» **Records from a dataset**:
..........
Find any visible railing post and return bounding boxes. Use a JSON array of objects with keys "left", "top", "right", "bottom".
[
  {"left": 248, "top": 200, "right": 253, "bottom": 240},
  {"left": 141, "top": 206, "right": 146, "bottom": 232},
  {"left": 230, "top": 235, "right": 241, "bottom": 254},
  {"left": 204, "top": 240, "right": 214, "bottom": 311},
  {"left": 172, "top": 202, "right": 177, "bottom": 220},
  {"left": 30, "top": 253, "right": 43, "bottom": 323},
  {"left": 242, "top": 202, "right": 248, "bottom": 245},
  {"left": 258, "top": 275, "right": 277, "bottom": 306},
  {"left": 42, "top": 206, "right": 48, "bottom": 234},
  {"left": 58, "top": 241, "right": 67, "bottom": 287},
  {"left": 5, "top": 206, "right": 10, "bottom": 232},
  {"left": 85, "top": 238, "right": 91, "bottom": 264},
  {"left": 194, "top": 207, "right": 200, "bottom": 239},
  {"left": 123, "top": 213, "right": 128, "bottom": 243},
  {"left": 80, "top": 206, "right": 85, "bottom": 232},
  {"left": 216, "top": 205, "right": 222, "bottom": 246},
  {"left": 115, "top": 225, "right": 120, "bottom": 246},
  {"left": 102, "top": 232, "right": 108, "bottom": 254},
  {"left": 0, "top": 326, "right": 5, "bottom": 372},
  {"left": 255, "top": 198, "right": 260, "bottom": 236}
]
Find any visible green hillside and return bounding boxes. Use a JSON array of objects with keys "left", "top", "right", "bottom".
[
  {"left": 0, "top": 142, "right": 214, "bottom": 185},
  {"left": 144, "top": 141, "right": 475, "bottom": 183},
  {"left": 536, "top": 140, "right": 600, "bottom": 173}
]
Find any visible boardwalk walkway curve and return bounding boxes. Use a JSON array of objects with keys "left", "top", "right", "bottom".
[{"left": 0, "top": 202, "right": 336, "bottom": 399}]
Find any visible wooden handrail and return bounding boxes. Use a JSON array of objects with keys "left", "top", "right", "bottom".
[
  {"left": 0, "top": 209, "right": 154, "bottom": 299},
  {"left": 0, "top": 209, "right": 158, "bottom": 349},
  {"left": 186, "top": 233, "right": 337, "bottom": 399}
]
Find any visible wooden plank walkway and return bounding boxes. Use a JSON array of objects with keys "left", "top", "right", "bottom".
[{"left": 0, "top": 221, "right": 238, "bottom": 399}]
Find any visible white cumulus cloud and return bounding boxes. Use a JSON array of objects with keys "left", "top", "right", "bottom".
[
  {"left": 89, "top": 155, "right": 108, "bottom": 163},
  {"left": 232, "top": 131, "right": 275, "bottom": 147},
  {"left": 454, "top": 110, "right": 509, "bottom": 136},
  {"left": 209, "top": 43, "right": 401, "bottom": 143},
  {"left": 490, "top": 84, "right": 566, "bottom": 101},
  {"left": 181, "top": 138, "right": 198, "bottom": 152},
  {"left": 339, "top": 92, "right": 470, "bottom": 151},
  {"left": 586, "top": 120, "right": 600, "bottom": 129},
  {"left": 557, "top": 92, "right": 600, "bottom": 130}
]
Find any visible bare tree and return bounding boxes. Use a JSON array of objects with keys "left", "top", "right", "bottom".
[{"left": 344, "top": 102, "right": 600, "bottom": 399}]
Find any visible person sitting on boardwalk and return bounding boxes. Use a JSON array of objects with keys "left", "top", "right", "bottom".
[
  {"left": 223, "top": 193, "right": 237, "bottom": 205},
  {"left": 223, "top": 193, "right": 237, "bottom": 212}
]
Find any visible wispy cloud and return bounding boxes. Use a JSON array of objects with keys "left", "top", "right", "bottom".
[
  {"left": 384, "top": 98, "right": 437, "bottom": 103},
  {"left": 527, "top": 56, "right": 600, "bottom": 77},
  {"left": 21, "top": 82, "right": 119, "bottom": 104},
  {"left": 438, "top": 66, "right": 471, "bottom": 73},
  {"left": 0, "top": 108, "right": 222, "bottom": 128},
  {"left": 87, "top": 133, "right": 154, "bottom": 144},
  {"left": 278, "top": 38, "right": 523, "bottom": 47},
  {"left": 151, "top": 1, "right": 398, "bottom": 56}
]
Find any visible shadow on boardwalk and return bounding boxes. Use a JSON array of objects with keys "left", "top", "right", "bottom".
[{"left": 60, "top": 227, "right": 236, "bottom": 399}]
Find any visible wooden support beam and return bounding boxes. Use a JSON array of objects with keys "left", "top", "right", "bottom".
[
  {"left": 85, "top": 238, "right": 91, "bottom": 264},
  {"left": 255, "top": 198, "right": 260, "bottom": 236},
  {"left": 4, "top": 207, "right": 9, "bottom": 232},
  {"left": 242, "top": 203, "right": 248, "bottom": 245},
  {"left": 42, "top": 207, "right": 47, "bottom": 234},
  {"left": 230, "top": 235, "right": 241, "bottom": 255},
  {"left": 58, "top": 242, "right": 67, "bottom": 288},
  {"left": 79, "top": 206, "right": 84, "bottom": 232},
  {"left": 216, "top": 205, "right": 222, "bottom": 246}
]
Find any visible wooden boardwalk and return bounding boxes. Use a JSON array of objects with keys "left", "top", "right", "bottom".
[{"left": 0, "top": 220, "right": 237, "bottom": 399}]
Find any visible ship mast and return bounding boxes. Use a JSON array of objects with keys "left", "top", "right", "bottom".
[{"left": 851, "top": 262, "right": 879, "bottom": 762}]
..........
» **Work task**: Without omitting anything, set down all the entries above again.

» **Result of this exercise**:
Find any visible railing post and return bounding boxes. Use a JSON array of objects with keys "left", "top", "right", "bottom".
[
  {"left": 248, "top": 200, "right": 253, "bottom": 240},
  {"left": 141, "top": 206, "right": 146, "bottom": 232},
  {"left": 230, "top": 235, "right": 241, "bottom": 254},
  {"left": 204, "top": 240, "right": 214, "bottom": 311},
  {"left": 172, "top": 202, "right": 177, "bottom": 220},
  {"left": 30, "top": 253, "right": 43, "bottom": 323},
  {"left": 242, "top": 202, "right": 248, "bottom": 245},
  {"left": 258, "top": 275, "right": 277, "bottom": 306},
  {"left": 42, "top": 206, "right": 48, "bottom": 234},
  {"left": 58, "top": 241, "right": 67, "bottom": 287},
  {"left": 5, "top": 206, "right": 10, "bottom": 232},
  {"left": 85, "top": 238, "right": 91, "bottom": 264},
  {"left": 194, "top": 207, "right": 200, "bottom": 239},
  {"left": 123, "top": 213, "right": 128, "bottom": 243},
  {"left": 80, "top": 206, "right": 85, "bottom": 232},
  {"left": 216, "top": 205, "right": 222, "bottom": 246},
  {"left": 115, "top": 225, "right": 120, "bottom": 246},
  {"left": 102, "top": 232, "right": 108, "bottom": 254},
  {"left": 0, "top": 326, "right": 5, "bottom": 372},
  {"left": 255, "top": 198, "right": 260, "bottom": 236}
]
Find any visible green hillside and return bounding boxes. Use a JSON array of objects with keys "left", "top", "right", "bottom".
[
  {"left": 0, "top": 142, "right": 214, "bottom": 185},
  {"left": 144, "top": 141, "right": 475, "bottom": 183},
  {"left": 536, "top": 140, "right": 600, "bottom": 173}
]
Find any visible boardwalk walkway curve and return bounding boxes. Use a JSON array of objects with keys "left", "top", "right", "bottom".
[{"left": 0, "top": 202, "right": 336, "bottom": 399}]
Find any visible wooden handrail and return bounding boxes. Use a JSON array of objects with keys "left", "top", "right", "bottom".
[
  {"left": 0, "top": 209, "right": 154, "bottom": 299},
  {"left": 0, "top": 209, "right": 158, "bottom": 349},
  {"left": 186, "top": 233, "right": 337, "bottom": 399}
]
Find any visible wooden plank walkway and return bounding boxes. Use a JSON array of objects with keys "left", "top", "right", "bottom".
[{"left": 0, "top": 221, "right": 238, "bottom": 399}]
Find any visible white cumulus cloud and return bounding boxes. Use a JSON array of objects with keys "left", "top", "right", "bottom".
[
  {"left": 89, "top": 155, "right": 108, "bottom": 163},
  {"left": 232, "top": 131, "right": 275, "bottom": 147},
  {"left": 454, "top": 110, "right": 509, "bottom": 136},
  {"left": 209, "top": 43, "right": 401, "bottom": 143},
  {"left": 490, "top": 84, "right": 566, "bottom": 101},
  {"left": 181, "top": 138, "right": 198, "bottom": 152},
  {"left": 339, "top": 92, "right": 470, "bottom": 151},
  {"left": 586, "top": 120, "right": 600, "bottom": 129},
  {"left": 557, "top": 92, "right": 600, "bottom": 130}
]
Find any visible bare tree and return bounding boxes. Use a JSON array of objects with keys "left", "top", "right", "bottom".
[{"left": 344, "top": 102, "right": 600, "bottom": 399}]
Find any visible person sitting on boardwalk and return bounding boxes. Use a JSON array of objects with keys "left", "top", "right", "bottom".
[
  {"left": 223, "top": 193, "right": 237, "bottom": 205},
  {"left": 223, "top": 193, "right": 237, "bottom": 212}
]
Find any visible wispy cloud and return bounding boxes. Use a JSON array of objects with keys "left", "top", "right", "bottom".
[
  {"left": 384, "top": 98, "right": 437, "bottom": 103},
  {"left": 527, "top": 56, "right": 600, "bottom": 77},
  {"left": 21, "top": 82, "right": 119, "bottom": 104},
  {"left": 438, "top": 66, "right": 471, "bottom": 73},
  {"left": 0, "top": 108, "right": 222, "bottom": 128},
  {"left": 87, "top": 133, "right": 154, "bottom": 144},
  {"left": 278, "top": 38, "right": 523, "bottom": 47},
  {"left": 151, "top": 1, "right": 398, "bottom": 56}
]
Find any visible shadow on boardwalk and return bounding boxes. Use a JSON array of objects with keys "left", "top", "right", "bottom".
[{"left": 60, "top": 227, "right": 236, "bottom": 399}]
Find any visible wooden support beam and return bounding boxes. Use a JSON array of objects with keys "left", "top", "right", "bottom".
[
  {"left": 85, "top": 238, "right": 91, "bottom": 264},
  {"left": 255, "top": 198, "right": 260, "bottom": 236},
  {"left": 4, "top": 207, "right": 9, "bottom": 232},
  {"left": 242, "top": 203, "right": 248, "bottom": 245},
  {"left": 42, "top": 207, "right": 47, "bottom": 234},
  {"left": 230, "top": 235, "right": 241, "bottom": 255},
  {"left": 58, "top": 242, "right": 67, "bottom": 288},
  {"left": 79, "top": 206, "right": 84, "bottom": 232},
  {"left": 216, "top": 205, "right": 222, "bottom": 246}
]
Find any visible wooden boardwalk and return bounding boxes. Use a JSON array of objects with keys "left", "top", "right", "bottom".
[{"left": 0, "top": 220, "right": 237, "bottom": 399}]
Find any visible ship mast and return bounding boxes. Use a JSON array of objects with keys "left", "top", "right", "bottom".
[{"left": 851, "top": 262, "right": 879, "bottom": 762}]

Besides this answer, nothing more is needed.